RECORDS SHOWN ::
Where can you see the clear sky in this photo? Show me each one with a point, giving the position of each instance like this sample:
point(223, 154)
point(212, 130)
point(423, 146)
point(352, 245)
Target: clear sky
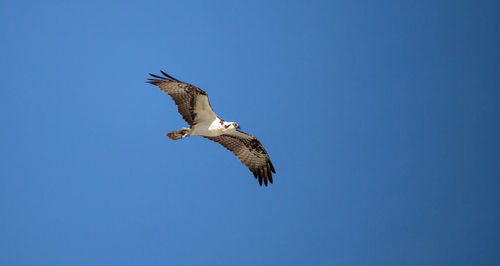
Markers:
point(381, 118)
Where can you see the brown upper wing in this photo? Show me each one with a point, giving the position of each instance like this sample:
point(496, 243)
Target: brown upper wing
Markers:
point(250, 152)
point(192, 102)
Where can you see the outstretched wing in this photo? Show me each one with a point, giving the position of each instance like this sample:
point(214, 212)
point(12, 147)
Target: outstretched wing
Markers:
point(250, 152)
point(192, 102)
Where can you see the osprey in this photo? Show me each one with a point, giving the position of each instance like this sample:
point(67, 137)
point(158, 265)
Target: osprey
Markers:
point(192, 103)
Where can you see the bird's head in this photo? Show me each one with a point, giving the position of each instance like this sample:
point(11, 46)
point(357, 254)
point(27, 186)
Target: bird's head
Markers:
point(235, 125)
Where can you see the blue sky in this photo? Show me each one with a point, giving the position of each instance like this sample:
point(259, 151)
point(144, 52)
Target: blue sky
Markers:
point(381, 118)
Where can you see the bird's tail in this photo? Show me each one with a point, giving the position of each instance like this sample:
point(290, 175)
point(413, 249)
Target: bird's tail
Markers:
point(178, 134)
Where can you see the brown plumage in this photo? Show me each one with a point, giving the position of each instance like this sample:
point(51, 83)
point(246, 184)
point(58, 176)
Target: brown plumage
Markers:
point(192, 103)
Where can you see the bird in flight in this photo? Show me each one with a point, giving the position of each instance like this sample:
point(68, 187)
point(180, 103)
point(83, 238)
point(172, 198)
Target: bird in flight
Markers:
point(193, 105)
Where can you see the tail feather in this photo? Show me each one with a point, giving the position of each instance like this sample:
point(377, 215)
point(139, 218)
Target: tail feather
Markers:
point(178, 134)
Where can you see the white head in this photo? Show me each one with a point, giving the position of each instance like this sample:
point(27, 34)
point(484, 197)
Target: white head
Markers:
point(231, 125)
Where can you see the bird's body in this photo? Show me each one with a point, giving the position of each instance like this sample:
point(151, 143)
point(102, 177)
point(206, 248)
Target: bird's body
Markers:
point(193, 105)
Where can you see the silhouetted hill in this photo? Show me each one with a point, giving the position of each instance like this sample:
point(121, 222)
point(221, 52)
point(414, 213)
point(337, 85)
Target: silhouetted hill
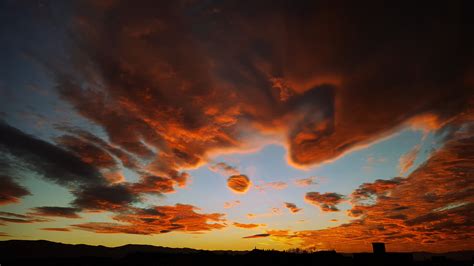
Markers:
point(41, 252)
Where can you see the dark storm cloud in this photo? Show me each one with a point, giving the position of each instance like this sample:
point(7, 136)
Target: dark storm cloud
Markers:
point(66, 212)
point(433, 206)
point(48, 160)
point(292, 207)
point(9, 217)
point(326, 201)
point(114, 197)
point(257, 236)
point(158, 220)
point(239, 183)
point(202, 79)
point(10, 191)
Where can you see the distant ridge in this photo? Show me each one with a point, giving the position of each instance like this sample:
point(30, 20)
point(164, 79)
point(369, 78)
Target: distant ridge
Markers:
point(32, 249)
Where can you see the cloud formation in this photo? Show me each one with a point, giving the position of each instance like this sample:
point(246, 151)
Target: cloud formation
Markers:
point(10, 191)
point(224, 169)
point(407, 160)
point(277, 185)
point(247, 226)
point(157, 220)
point(326, 201)
point(231, 204)
point(239, 183)
point(432, 208)
point(186, 71)
point(257, 236)
point(9, 217)
point(305, 182)
point(292, 207)
point(65, 212)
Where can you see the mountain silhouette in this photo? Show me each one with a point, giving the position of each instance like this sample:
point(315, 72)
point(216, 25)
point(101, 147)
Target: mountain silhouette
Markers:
point(41, 252)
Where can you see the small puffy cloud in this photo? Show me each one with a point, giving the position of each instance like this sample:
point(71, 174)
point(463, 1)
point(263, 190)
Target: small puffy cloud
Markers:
point(408, 159)
point(248, 226)
point(238, 183)
point(327, 201)
point(154, 185)
point(224, 169)
point(272, 212)
point(231, 204)
point(278, 185)
point(257, 236)
point(66, 212)
point(367, 193)
point(304, 182)
point(292, 207)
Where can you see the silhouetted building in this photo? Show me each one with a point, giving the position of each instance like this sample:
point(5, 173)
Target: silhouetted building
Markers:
point(378, 247)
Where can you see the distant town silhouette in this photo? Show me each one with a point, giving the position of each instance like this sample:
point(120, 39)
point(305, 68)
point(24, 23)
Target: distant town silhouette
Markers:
point(40, 252)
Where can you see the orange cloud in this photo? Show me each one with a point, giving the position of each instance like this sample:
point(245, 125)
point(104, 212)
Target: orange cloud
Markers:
point(248, 226)
point(231, 204)
point(316, 99)
point(292, 207)
point(305, 182)
point(257, 236)
point(239, 183)
point(429, 210)
point(272, 212)
point(406, 160)
point(224, 169)
point(327, 201)
point(158, 220)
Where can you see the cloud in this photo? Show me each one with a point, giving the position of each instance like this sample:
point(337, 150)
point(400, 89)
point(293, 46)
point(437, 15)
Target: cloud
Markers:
point(9, 217)
point(368, 193)
point(239, 183)
point(231, 204)
point(115, 197)
point(56, 229)
point(247, 226)
point(432, 207)
point(257, 236)
point(187, 73)
point(305, 182)
point(66, 212)
point(87, 152)
point(278, 185)
point(406, 160)
point(154, 185)
point(10, 191)
point(158, 220)
point(326, 201)
point(292, 207)
point(272, 212)
point(224, 169)
point(48, 160)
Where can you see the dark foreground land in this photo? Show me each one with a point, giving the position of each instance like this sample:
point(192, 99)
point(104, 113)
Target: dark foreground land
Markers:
point(19, 252)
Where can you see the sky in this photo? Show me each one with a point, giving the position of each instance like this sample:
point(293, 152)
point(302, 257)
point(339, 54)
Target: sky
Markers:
point(229, 125)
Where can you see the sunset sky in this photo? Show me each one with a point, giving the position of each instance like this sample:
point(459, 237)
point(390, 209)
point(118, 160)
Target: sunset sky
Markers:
point(234, 124)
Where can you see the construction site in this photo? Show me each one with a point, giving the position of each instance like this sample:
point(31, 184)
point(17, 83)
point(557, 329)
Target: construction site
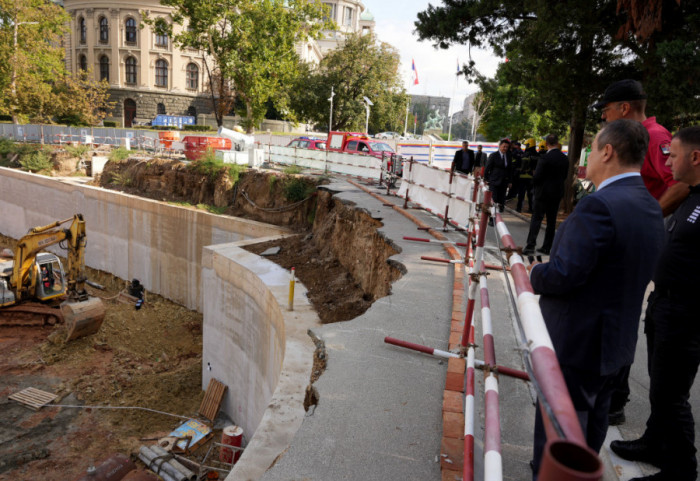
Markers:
point(269, 323)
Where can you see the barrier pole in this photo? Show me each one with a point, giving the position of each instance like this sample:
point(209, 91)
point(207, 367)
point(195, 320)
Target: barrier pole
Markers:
point(544, 361)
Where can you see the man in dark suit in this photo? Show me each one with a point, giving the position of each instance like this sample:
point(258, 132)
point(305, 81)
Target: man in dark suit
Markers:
point(498, 173)
point(464, 159)
point(592, 288)
point(550, 174)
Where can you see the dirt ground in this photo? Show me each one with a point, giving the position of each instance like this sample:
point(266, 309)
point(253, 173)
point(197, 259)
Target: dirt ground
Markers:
point(151, 358)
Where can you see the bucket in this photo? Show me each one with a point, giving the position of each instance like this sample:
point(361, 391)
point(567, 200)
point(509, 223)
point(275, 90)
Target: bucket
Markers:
point(231, 436)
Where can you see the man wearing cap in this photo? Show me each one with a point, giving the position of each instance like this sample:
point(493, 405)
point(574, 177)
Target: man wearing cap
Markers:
point(463, 160)
point(592, 288)
point(673, 331)
point(626, 99)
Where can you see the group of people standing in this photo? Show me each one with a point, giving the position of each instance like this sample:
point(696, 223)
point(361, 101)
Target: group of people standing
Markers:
point(641, 224)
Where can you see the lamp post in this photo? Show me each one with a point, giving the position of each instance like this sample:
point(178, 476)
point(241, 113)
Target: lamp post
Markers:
point(330, 120)
point(368, 104)
point(13, 81)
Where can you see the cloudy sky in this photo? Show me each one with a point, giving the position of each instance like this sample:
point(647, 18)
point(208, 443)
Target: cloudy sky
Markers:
point(436, 67)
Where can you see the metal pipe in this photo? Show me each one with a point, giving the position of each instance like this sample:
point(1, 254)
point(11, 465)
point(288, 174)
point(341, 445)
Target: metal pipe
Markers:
point(162, 467)
point(420, 348)
point(182, 469)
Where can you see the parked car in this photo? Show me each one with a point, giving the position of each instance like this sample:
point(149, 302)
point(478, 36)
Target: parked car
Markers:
point(387, 135)
point(308, 143)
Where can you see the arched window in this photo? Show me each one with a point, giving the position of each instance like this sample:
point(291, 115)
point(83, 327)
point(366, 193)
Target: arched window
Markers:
point(130, 65)
point(162, 40)
point(104, 30)
point(192, 76)
point(130, 30)
point(83, 30)
point(104, 68)
point(161, 73)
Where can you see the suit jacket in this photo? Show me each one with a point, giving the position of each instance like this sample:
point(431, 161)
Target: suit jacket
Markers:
point(496, 172)
point(463, 164)
point(593, 286)
point(550, 175)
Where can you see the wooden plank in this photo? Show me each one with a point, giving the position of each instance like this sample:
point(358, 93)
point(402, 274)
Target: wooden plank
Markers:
point(213, 396)
point(33, 398)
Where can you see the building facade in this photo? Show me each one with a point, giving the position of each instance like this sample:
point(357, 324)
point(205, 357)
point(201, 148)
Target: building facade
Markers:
point(146, 73)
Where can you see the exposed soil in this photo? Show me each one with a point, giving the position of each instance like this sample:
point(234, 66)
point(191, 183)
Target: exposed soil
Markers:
point(152, 357)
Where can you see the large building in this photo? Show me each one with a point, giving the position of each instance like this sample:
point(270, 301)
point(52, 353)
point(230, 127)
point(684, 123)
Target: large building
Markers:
point(147, 74)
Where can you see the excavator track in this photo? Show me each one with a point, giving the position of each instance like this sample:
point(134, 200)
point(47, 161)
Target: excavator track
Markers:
point(30, 314)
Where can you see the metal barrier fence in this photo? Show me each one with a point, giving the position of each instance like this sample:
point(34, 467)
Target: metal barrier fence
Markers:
point(59, 134)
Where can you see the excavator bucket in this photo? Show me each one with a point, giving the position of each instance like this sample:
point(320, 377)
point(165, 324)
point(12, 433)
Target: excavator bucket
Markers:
point(82, 318)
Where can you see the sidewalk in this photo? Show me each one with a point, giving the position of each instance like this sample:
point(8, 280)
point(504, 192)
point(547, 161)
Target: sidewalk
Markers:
point(380, 409)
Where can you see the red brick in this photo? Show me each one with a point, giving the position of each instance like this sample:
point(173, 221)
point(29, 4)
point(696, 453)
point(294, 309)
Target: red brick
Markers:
point(454, 382)
point(453, 425)
point(453, 401)
point(449, 475)
point(454, 449)
point(456, 364)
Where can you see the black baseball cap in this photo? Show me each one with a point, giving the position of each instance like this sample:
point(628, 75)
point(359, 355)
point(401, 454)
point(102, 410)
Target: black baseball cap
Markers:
point(620, 91)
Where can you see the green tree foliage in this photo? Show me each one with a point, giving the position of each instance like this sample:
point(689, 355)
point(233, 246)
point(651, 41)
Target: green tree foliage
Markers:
point(251, 45)
point(31, 57)
point(568, 52)
point(362, 67)
point(511, 113)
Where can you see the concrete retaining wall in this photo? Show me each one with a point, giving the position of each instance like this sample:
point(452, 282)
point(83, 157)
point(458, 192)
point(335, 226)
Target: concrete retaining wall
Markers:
point(128, 236)
point(251, 339)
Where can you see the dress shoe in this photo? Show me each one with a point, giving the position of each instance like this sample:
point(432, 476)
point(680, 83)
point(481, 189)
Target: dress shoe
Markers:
point(637, 450)
point(615, 418)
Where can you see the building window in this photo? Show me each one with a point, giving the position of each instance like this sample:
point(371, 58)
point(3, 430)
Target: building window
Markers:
point(104, 30)
point(104, 68)
point(333, 9)
point(161, 73)
point(130, 70)
point(192, 76)
point(130, 25)
point(83, 30)
point(162, 40)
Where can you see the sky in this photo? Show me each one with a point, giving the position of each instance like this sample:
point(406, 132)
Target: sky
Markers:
point(436, 67)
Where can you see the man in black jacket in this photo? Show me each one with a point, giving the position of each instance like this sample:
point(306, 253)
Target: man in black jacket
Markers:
point(552, 170)
point(464, 159)
point(498, 173)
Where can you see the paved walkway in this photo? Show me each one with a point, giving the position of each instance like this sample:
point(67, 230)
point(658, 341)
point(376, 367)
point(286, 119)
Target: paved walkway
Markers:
point(380, 412)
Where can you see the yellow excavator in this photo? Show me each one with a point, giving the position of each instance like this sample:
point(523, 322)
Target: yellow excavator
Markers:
point(33, 282)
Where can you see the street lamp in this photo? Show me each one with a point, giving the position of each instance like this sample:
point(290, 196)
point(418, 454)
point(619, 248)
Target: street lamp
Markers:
point(13, 81)
point(368, 104)
point(330, 119)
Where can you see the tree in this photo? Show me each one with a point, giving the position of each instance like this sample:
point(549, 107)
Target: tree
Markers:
point(362, 67)
point(249, 43)
point(566, 52)
point(31, 57)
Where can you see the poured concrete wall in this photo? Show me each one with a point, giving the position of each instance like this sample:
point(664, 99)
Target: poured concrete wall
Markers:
point(128, 236)
point(252, 340)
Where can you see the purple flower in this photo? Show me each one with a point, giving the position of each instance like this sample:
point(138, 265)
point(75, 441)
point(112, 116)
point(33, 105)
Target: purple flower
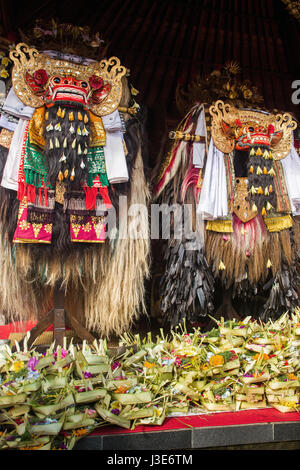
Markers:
point(115, 365)
point(32, 363)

INSTRUCTION ::
Write out the listing exactly, beginning at the line that contains "Where can you see the large" and stopping after the line that contains "point(380, 409)".

EXERCISE RESULT ::
Where can you see the large building in this photo? Show me each one with a point, giving the position of each instance like this sample:
point(270, 301)
point(52, 353)
point(230, 127)
point(684, 123)
Target: large building
Markers:
point(147, 74)
Where can you see the excavator track in this photo? Show me each one with a point, giving the position of each instance like this sample:
point(134, 200)
point(47, 161)
Target: excavator track
Markers:
point(30, 314)
Where can you see the metal barrier fence in this photo? Show me each one with a point, giving the position of each instance like this sample:
point(34, 467)
Target: metal barrier fence
Markers:
point(59, 134)
Where can you see the excavator bucket in this photo? Show me each one with a point, giving the position of each instance like this sample:
point(320, 377)
point(165, 324)
point(12, 433)
Target: excavator bucket
Markers:
point(82, 318)
Where can you see the sidewalk in this photo? Show me each one with a point, giving the position of each instance like this sample:
point(8, 280)
point(504, 192)
point(547, 161)
Target: sidewalk
Markers:
point(380, 409)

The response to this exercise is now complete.